### Data for processing

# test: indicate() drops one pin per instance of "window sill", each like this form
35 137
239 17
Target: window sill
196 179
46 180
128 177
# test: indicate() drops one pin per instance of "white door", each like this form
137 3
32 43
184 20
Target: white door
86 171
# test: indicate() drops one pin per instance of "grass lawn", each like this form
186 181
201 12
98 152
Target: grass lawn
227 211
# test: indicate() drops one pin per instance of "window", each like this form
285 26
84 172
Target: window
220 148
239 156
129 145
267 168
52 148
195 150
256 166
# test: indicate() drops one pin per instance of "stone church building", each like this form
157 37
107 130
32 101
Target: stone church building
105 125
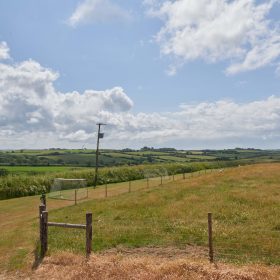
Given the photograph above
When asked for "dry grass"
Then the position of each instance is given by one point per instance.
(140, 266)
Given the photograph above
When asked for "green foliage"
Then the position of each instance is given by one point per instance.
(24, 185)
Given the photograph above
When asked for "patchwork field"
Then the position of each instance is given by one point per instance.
==
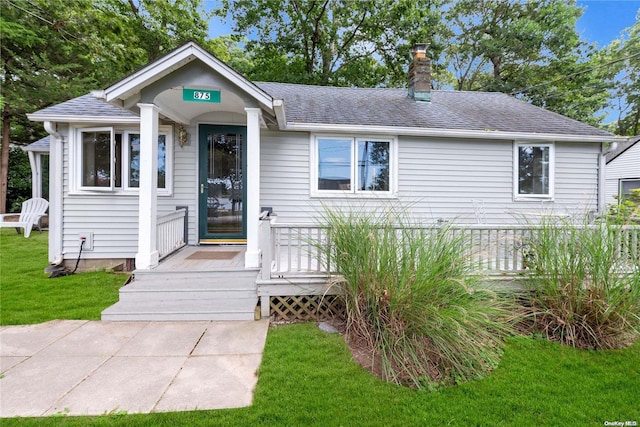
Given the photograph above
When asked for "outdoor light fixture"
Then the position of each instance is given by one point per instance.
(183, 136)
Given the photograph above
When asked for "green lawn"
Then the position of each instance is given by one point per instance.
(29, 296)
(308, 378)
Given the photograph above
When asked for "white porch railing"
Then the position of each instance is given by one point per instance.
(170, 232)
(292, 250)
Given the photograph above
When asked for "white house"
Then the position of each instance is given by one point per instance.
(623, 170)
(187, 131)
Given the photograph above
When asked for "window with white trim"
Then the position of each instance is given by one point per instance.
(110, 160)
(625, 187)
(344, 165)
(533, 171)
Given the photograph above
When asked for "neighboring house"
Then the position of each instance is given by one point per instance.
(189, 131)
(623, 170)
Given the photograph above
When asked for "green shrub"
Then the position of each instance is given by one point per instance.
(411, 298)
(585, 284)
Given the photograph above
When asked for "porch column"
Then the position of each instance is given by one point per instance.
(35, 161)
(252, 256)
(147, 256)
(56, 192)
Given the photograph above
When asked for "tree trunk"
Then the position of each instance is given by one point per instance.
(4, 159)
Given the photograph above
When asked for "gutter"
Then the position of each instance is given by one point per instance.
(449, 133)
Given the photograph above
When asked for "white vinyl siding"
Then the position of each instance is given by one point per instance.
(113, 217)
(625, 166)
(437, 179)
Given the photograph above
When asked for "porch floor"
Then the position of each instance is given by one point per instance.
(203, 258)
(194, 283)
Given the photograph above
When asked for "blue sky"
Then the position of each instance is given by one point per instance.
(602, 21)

### Activity
Take each line of the material above that holds the string "indicate" and copy it.

### Solution to this exercise
# test: indicate() drops one pin per instance of "window sill", each like this form
# test: indicate() drops one pin per instance of "white door", each like this form
# test: indicate() drops one pin per instance of "grass lawn", each like this form
# test: indicate() drops one pin per instance of "window", each like this form
# test: indicate() drops one pin per instance of "stone church building", each like this form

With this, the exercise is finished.